TEXT SEGMENT:
-*-
LINKEDIN 03 APR 2020
To suggest that South Sudan is at a critical place in its history is an understatement. With nascent institutions, poor infrastructure, and an economy built on the twin pillars of oil revenues and humanitarian assistance, South Sudan scores near the bottom in most development indices. However, with the emergence of a government of national unity, South Sudan has a key opportunity to invest in a different development trajectory than many other nations, by investing in its natural capital and nature-based solutions to climate change.
-*-
EXTRACTED MATERIAL:
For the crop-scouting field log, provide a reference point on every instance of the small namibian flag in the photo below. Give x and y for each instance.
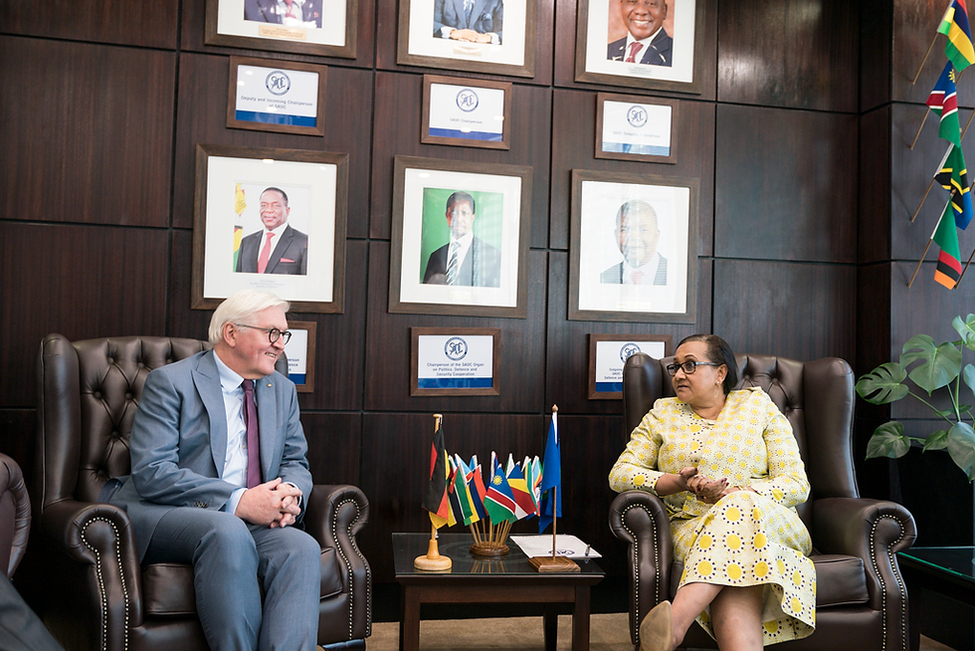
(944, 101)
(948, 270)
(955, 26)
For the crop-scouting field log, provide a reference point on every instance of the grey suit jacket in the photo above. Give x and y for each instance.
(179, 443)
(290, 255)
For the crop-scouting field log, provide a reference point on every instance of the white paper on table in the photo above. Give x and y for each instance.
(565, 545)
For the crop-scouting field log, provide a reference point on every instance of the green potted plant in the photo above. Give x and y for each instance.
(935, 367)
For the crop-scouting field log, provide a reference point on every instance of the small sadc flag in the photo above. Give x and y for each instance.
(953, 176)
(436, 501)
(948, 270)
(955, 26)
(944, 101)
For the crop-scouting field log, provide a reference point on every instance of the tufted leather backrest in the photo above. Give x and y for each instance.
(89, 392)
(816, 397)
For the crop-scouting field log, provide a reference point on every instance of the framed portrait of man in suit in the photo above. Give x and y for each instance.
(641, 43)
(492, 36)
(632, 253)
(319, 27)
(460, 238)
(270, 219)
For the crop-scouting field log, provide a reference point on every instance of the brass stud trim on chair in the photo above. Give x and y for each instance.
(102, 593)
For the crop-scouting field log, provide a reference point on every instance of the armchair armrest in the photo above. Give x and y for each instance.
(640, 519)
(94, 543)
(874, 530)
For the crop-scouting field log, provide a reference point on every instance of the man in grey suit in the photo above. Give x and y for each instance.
-*-
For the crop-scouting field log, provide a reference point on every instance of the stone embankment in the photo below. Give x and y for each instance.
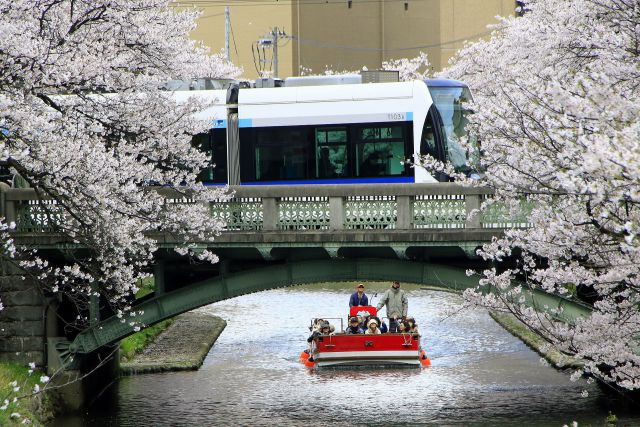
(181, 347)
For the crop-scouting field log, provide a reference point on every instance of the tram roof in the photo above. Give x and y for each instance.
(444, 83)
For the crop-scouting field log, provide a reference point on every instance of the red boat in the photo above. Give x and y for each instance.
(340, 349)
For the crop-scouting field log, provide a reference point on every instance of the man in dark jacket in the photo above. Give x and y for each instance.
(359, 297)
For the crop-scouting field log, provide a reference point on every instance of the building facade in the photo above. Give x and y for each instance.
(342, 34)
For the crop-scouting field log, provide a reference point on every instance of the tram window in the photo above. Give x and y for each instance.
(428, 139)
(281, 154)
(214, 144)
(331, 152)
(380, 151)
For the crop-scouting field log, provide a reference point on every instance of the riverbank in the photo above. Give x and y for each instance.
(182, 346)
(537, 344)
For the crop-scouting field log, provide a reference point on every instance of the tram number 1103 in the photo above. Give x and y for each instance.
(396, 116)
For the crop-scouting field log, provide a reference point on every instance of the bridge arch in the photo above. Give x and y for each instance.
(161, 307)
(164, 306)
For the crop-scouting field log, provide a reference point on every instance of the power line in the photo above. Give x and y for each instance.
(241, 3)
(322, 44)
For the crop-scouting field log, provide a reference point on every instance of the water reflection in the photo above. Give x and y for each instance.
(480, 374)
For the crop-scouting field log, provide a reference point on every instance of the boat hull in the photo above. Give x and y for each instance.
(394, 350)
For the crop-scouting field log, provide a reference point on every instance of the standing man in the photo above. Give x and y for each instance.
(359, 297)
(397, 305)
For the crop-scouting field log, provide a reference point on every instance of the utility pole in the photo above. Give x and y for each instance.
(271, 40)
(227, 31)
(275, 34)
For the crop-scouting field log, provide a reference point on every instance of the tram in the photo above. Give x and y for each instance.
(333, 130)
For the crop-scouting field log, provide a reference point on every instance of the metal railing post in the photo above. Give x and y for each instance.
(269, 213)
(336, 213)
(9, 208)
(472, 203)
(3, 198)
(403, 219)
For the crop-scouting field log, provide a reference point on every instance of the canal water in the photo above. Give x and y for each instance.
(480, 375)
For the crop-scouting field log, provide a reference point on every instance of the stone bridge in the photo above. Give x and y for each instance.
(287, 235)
-*-
TASK LIST:
a. According to the South Sudan text, what two pillars is the country's economy built on?
b. Output the South Sudan text, everything from "LINKEDIN 03 APR" down to "to climate change.".

EXPECTED OUTPUTS:
a. Oil revenues and humanitarian assistance.

b.
LINKEDIN 03 APR 2020
To suggest that South Sudan is at a critical place in its history is an understatement. With nascent institutions, poor infrastructure, and an economy built on the twin pillars of oil revenues and humanitarian assistance, South Sudan scores near the bottom in most development indices. However, with the emergence of a government of national unity, South Sudan has a key opportunity to invest in a different development trajectory than many other nations, by investing in its natural capital and nature-based solutions to climate change.